### Aim
Rewrite everything from the line containing "Give one point for each instance of the banner" down to the end of the material below, keeping the requests as they are. Multiply each coordinate in the answers by 1.05 and round it to a whole number, with halves rounded up.

•••••

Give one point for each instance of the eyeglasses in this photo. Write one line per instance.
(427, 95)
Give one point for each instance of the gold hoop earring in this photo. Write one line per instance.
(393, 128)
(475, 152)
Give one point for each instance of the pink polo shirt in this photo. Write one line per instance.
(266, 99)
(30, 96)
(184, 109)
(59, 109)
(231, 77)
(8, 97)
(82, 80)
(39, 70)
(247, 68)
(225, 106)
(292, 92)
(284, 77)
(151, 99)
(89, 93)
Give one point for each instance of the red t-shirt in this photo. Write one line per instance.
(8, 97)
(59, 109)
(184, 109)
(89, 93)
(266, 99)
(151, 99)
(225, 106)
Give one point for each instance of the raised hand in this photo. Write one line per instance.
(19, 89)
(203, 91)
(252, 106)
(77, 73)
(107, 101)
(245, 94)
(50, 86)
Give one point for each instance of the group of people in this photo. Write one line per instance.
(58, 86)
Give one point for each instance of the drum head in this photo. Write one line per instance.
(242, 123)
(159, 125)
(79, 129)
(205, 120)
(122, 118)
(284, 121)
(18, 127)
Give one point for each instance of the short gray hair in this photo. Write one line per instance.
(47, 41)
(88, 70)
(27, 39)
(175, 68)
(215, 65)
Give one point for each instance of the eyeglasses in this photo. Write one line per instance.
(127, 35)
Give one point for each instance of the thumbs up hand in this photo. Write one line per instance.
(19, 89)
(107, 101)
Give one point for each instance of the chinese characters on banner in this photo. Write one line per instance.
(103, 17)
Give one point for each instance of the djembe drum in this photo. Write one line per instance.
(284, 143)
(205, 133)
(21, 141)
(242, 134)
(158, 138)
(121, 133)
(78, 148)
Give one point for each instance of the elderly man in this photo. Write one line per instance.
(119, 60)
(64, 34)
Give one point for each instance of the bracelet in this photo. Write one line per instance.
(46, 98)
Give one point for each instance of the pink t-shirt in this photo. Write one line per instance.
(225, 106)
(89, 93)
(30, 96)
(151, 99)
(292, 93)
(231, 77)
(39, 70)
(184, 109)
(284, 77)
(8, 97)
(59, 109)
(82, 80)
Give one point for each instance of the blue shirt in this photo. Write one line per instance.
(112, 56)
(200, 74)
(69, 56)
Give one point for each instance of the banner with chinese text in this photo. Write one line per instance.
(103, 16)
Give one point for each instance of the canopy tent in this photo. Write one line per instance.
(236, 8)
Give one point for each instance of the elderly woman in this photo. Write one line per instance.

•••••

### Task solution
Give one point for each instance of the banner with chinese text in this photo. Write one line per instance.
(108, 17)
Give one point for each instance of the canopy tent in this photo. Write one line per instance.
(248, 8)
Give one point for each instance of the elderly woman in this photo. Write one line per instance.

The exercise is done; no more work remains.